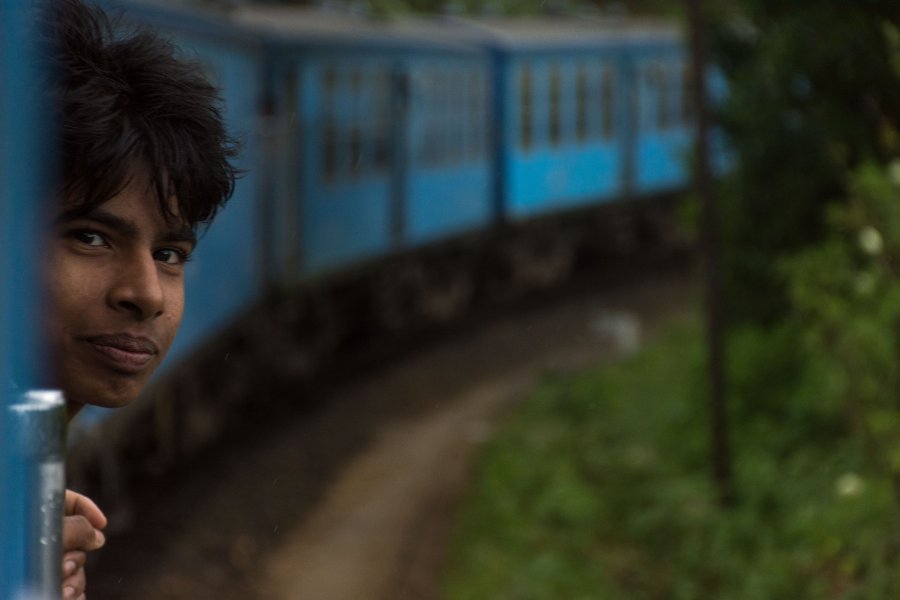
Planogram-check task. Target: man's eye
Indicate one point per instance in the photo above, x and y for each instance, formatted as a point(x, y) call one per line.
point(171, 256)
point(89, 238)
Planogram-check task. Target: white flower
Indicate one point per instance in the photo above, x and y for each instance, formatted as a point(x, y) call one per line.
point(865, 284)
point(870, 241)
point(849, 485)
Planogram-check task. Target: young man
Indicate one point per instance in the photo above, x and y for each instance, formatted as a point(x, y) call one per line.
point(146, 161)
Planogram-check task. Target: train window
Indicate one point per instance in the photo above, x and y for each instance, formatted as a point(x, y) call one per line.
point(581, 104)
point(381, 119)
point(526, 96)
point(329, 125)
point(475, 115)
point(608, 84)
point(687, 90)
point(434, 101)
point(455, 116)
point(356, 159)
point(555, 105)
point(663, 103)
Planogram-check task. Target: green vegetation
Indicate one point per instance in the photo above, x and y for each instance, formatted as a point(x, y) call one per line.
point(814, 93)
point(598, 488)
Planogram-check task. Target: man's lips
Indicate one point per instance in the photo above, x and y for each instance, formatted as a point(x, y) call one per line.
point(123, 352)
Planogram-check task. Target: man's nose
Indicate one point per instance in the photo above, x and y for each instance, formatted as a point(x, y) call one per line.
point(137, 289)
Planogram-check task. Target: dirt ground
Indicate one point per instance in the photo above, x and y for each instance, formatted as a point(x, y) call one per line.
point(355, 499)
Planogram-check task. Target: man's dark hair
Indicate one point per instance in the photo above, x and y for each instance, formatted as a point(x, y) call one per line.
point(126, 102)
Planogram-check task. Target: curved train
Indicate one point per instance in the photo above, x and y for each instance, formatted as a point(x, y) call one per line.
point(395, 172)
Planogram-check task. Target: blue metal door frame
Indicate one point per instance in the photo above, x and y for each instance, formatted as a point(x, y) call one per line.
point(24, 158)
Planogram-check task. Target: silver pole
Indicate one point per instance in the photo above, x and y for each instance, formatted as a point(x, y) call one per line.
point(38, 423)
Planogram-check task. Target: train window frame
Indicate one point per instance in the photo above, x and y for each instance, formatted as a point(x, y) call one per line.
point(608, 77)
point(328, 82)
point(526, 107)
point(355, 109)
point(582, 100)
point(555, 133)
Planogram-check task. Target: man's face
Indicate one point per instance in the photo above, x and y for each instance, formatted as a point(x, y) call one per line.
point(115, 286)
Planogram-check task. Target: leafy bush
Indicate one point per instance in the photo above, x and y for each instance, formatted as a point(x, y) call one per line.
point(598, 488)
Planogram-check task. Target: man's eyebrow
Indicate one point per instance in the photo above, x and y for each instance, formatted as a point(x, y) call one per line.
point(127, 227)
point(103, 217)
point(183, 234)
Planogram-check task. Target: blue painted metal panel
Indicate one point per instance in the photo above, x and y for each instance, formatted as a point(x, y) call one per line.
point(564, 179)
point(347, 224)
point(444, 203)
point(24, 157)
point(562, 164)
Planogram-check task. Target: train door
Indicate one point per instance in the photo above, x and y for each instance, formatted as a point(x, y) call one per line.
point(447, 180)
point(345, 115)
point(662, 142)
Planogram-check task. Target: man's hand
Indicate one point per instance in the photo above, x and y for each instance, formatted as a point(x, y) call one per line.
point(81, 534)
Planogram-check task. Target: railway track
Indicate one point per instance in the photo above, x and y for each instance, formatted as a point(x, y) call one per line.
point(353, 496)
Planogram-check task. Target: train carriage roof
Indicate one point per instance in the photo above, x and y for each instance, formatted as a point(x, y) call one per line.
point(526, 33)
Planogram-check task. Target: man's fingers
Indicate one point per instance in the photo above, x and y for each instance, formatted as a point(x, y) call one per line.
point(76, 504)
point(72, 561)
point(79, 534)
point(74, 585)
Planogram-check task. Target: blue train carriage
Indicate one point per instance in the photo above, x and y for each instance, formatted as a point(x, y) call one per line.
point(385, 137)
point(591, 112)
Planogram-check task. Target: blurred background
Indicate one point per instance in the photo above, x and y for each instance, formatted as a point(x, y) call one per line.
point(485, 319)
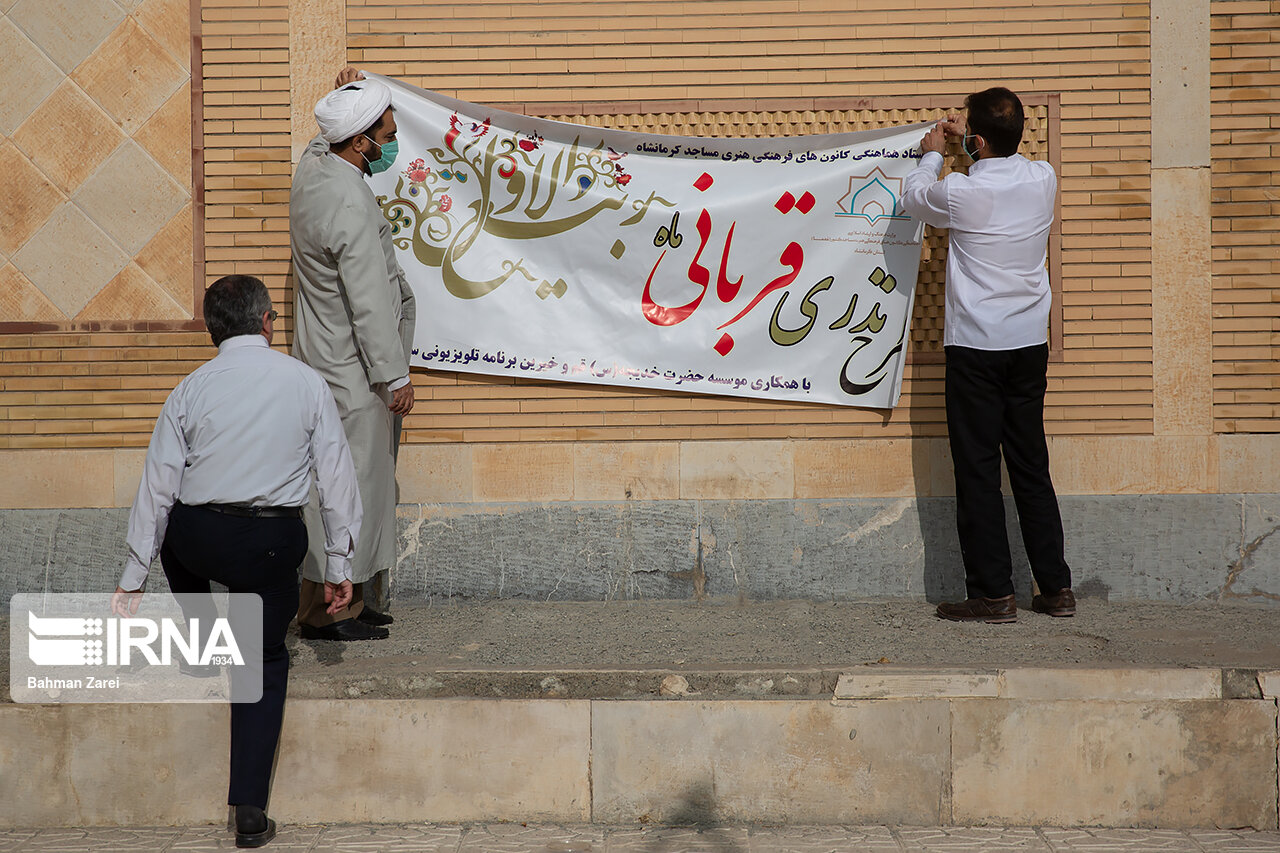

= = = = = = =

Given instruction: Please recast the part of the material above that runs from its start through the line containing "point(123, 352)" as a JSON list of strings, one string per line with blank lines dropped. Leave the pictures out of the answer.

Answer for the task:
[
  "Planogram-check task. Target: man's eye",
  "Indicate one point per instance in the photo above, x and y for each instance, formatted as a point(x, y) call one per line.",
  "point(171, 256)",
  "point(89, 238)",
  "Planogram-check task. Target: white flower",
  "Indicate one point per instance in the photo above, x and y for each instance, formatted as a point(x, y) call one per line.",
  "point(865, 284)",
  "point(870, 241)",
  "point(849, 485)",
  "Planogram-check task. Target: young man",
  "Indicate one point per instance in the photo above, x and y for each instance, formatted as a point(x, y) call one per line.",
  "point(146, 161)",
  "Planogram-check task. Target: train window",
  "Indicate one point per instance in the photo above, x and y for each instance, formatted as a point(x, y) call one per line.",
  "point(581, 104)",
  "point(381, 119)",
  "point(526, 96)",
  "point(329, 125)",
  "point(475, 115)",
  "point(608, 84)",
  "point(687, 90)",
  "point(434, 101)",
  "point(455, 116)",
  "point(356, 159)",
  "point(555, 105)",
  "point(663, 103)",
  "Planogram-check task. Target: green vegetation",
  "Indicate one point per instance in the photo above, x and y for each instance, formatted as a point(x, y) call one per line.",
  "point(814, 93)",
  "point(598, 488)",
  "Planogram-check task. Target: man's lips",
  "Indicate one point per instance in the photo above, x and y for each instance, formatted as a point(x, y) call one per line.",
  "point(123, 352)"
]